**Action item:** Your response must be an exact transcription of the lines from the one containing "Target: number plate" through the final line of the data.

***

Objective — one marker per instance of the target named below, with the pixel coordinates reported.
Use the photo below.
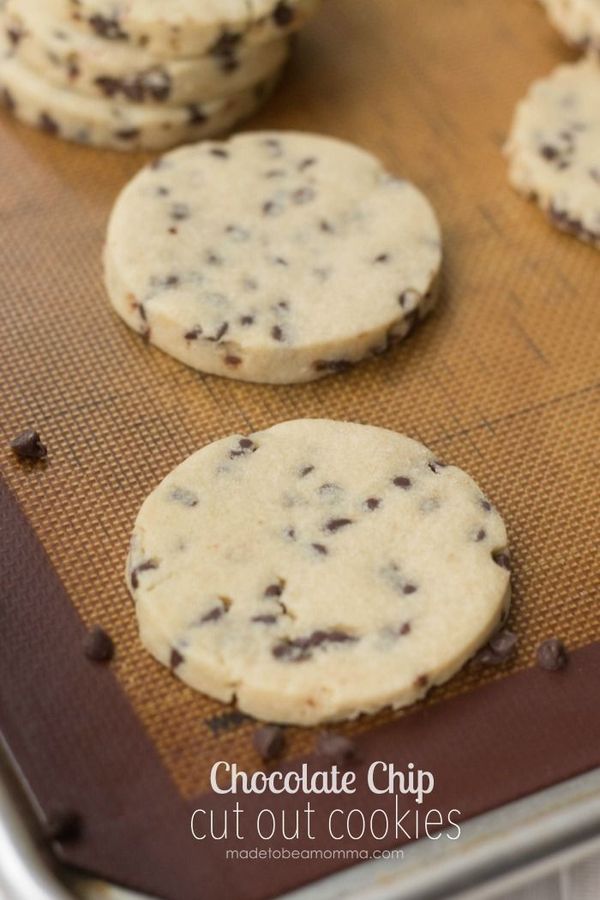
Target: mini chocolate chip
(552, 655)
(98, 645)
(283, 14)
(335, 524)
(225, 44)
(127, 134)
(107, 28)
(193, 334)
(269, 742)
(502, 559)
(63, 825)
(549, 152)
(332, 365)
(320, 548)
(48, 124)
(437, 464)
(180, 212)
(337, 748)
(226, 721)
(28, 445)
(196, 115)
(267, 619)
(176, 659)
(213, 615)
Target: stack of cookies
(143, 74)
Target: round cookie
(103, 123)
(554, 148)
(577, 20)
(317, 570)
(170, 28)
(72, 59)
(275, 257)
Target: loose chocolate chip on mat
(552, 655)
(28, 445)
(63, 824)
(175, 659)
(337, 748)
(98, 645)
(269, 742)
(499, 649)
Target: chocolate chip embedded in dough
(283, 14)
(502, 559)
(269, 742)
(107, 27)
(334, 525)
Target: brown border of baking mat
(500, 742)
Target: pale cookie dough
(317, 570)
(104, 123)
(577, 20)
(72, 59)
(554, 148)
(170, 28)
(275, 257)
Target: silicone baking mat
(501, 380)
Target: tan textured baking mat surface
(502, 380)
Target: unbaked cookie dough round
(317, 570)
(577, 20)
(274, 257)
(184, 28)
(112, 124)
(554, 148)
(74, 60)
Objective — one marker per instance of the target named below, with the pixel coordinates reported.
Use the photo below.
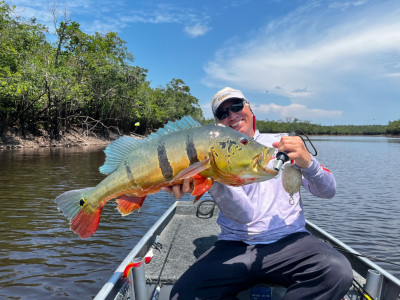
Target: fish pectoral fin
(201, 185)
(127, 204)
(192, 170)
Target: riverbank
(12, 139)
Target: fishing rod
(282, 157)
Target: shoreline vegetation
(63, 87)
(13, 139)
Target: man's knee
(339, 272)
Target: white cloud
(196, 30)
(308, 52)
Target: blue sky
(328, 62)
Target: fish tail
(84, 218)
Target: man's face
(241, 121)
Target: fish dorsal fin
(116, 151)
(119, 149)
(185, 123)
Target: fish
(180, 150)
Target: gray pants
(307, 266)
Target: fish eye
(244, 141)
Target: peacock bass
(180, 150)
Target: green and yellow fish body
(180, 150)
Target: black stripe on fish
(129, 174)
(163, 162)
(191, 150)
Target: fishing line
(165, 259)
(300, 134)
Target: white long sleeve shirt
(261, 212)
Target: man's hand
(180, 189)
(295, 149)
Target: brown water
(40, 258)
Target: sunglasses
(234, 107)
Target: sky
(327, 62)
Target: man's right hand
(180, 189)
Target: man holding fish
(263, 236)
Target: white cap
(223, 95)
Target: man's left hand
(295, 149)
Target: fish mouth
(264, 158)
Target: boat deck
(184, 233)
(188, 235)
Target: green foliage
(81, 79)
(315, 129)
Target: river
(40, 258)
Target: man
(263, 236)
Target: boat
(186, 230)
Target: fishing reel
(282, 157)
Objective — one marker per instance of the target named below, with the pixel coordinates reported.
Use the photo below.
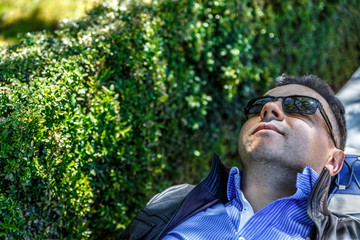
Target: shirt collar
(304, 182)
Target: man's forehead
(295, 89)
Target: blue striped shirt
(285, 218)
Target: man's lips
(267, 126)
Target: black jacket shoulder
(157, 213)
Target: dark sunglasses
(291, 104)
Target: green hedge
(104, 112)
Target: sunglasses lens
(298, 104)
(255, 106)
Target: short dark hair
(325, 91)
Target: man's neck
(265, 184)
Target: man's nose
(273, 109)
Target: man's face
(292, 140)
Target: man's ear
(335, 161)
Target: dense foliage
(105, 111)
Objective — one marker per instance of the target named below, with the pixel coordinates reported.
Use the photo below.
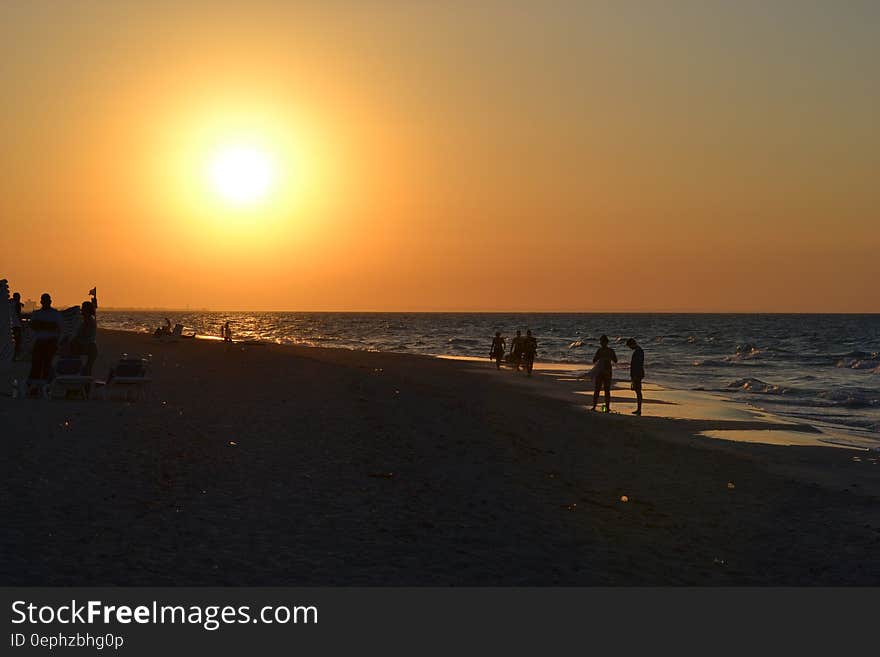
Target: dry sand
(269, 465)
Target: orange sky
(632, 156)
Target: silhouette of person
(516, 348)
(530, 350)
(47, 325)
(499, 346)
(604, 357)
(85, 342)
(15, 306)
(636, 372)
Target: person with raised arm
(603, 359)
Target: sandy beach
(279, 465)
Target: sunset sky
(568, 156)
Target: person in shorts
(636, 372)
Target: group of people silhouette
(524, 348)
(603, 369)
(47, 328)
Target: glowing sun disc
(241, 174)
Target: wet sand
(270, 465)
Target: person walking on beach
(516, 348)
(85, 342)
(604, 357)
(530, 350)
(47, 325)
(499, 346)
(15, 306)
(636, 372)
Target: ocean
(819, 369)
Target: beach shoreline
(283, 465)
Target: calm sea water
(824, 369)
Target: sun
(241, 174)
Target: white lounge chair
(131, 376)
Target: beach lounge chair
(131, 376)
(68, 382)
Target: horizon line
(495, 312)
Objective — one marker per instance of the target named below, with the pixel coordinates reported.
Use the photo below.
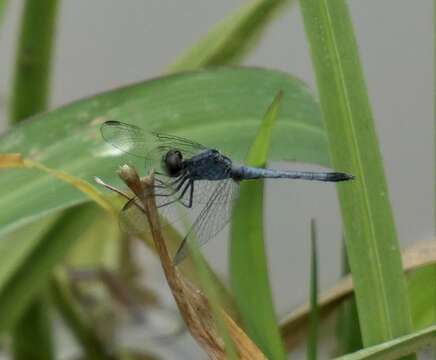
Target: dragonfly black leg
(191, 195)
(188, 185)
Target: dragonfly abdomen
(251, 173)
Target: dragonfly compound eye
(173, 162)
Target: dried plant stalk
(193, 305)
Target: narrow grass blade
(248, 263)
(312, 344)
(30, 96)
(397, 348)
(422, 293)
(371, 238)
(348, 335)
(35, 333)
(33, 63)
(231, 39)
(3, 6)
(210, 291)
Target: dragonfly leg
(191, 195)
(189, 184)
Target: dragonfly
(193, 176)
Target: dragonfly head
(173, 162)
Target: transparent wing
(213, 217)
(149, 145)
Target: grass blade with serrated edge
(248, 263)
(348, 335)
(371, 238)
(232, 38)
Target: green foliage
(395, 349)
(312, 343)
(231, 39)
(371, 239)
(248, 263)
(33, 334)
(34, 58)
(33, 272)
(227, 117)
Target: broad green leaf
(220, 107)
(312, 343)
(248, 263)
(232, 38)
(371, 238)
(394, 349)
(25, 282)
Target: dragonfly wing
(169, 202)
(151, 146)
(213, 217)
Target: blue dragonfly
(193, 176)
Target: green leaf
(422, 294)
(248, 263)
(312, 344)
(3, 6)
(348, 335)
(371, 238)
(33, 334)
(396, 348)
(34, 57)
(80, 326)
(232, 38)
(220, 107)
(33, 271)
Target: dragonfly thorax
(173, 162)
(208, 165)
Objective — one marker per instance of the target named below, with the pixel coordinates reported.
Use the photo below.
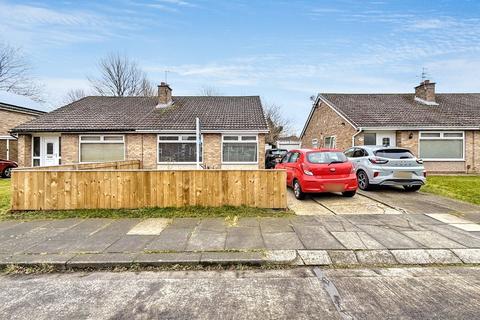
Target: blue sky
(284, 51)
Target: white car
(387, 166)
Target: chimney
(164, 95)
(425, 92)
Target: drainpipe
(356, 134)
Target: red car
(6, 167)
(319, 170)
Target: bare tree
(277, 123)
(15, 73)
(120, 76)
(208, 91)
(74, 95)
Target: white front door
(50, 151)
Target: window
(370, 139)
(36, 151)
(178, 148)
(441, 145)
(102, 148)
(329, 142)
(240, 149)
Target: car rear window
(326, 157)
(394, 154)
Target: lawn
(465, 188)
(195, 212)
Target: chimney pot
(164, 94)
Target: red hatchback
(319, 170)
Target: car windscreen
(394, 154)
(326, 157)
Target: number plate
(402, 175)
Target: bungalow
(160, 131)
(14, 110)
(442, 129)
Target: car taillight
(377, 160)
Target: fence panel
(110, 189)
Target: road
(395, 293)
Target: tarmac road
(301, 293)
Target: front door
(50, 151)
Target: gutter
(359, 130)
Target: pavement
(335, 240)
(300, 293)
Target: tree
(120, 76)
(277, 123)
(74, 95)
(15, 73)
(208, 91)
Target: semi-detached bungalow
(160, 131)
(442, 129)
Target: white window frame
(179, 141)
(334, 142)
(442, 137)
(102, 137)
(239, 140)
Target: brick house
(160, 131)
(13, 112)
(443, 129)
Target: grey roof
(460, 110)
(140, 113)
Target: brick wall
(326, 122)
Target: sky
(283, 51)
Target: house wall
(326, 122)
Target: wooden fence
(114, 165)
(109, 189)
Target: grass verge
(465, 188)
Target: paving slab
(130, 243)
(151, 226)
(375, 257)
(314, 237)
(155, 259)
(282, 240)
(226, 257)
(244, 238)
(349, 240)
(468, 255)
(170, 240)
(315, 257)
(343, 257)
(101, 260)
(390, 238)
(431, 239)
(206, 240)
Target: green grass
(232, 213)
(465, 188)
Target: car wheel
(363, 182)
(349, 193)
(7, 173)
(297, 190)
(412, 188)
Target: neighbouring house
(442, 129)
(160, 131)
(14, 110)
(289, 143)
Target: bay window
(102, 148)
(239, 148)
(178, 148)
(441, 145)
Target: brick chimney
(164, 95)
(425, 92)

***

**Exercise answer:**
Target: number plate
(402, 175)
Target: bungalow
(160, 131)
(14, 110)
(442, 129)
Target: car taillight
(377, 160)
Target: fence panel
(110, 189)
Target: road
(395, 293)
Target: tarmac road
(301, 293)
Target: front door
(50, 151)
Target: gutter
(359, 130)
Target: pavement
(335, 240)
(300, 293)
Target: tree
(120, 76)
(277, 123)
(74, 95)
(15, 73)
(208, 91)
Target: semi-detached bungalow
(160, 131)
(442, 129)
Target: white window frame
(179, 141)
(334, 142)
(442, 137)
(102, 137)
(239, 140)
Target: brick house
(160, 131)
(13, 112)
(443, 129)
Target: grey roof
(460, 110)
(140, 113)
Target: brick wall
(326, 122)
Target: sky
(283, 51)
Target: house wall
(326, 122)
Target: wooden fence
(114, 165)
(109, 189)
Target: grass verge
(465, 188)
Target: paving slab
(130, 243)
(151, 226)
(375, 257)
(314, 237)
(155, 259)
(282, 240)
(226, 257)
(244, 238)
(349, 240)
(468, 255)
(170, 240)
(315, 257)
(343, 257)
(101, 260)
(390, 238)
(431, 239)
(206, 240)
Target: green grass
(232, 213)
(465, 188)
Target: car wheel
(363, 182)
(349, 193)
(7, 173)
(297, 190)
(412, 188)
Target: neighbouring house
(442, 129)
(160, 131)
(14, 110)
(289, 143)
Target: bay window
(102, 148)
(239, 148)
(178, 148)
(441, 145)
Target: brick chimney
(164, 95)
(425, 92)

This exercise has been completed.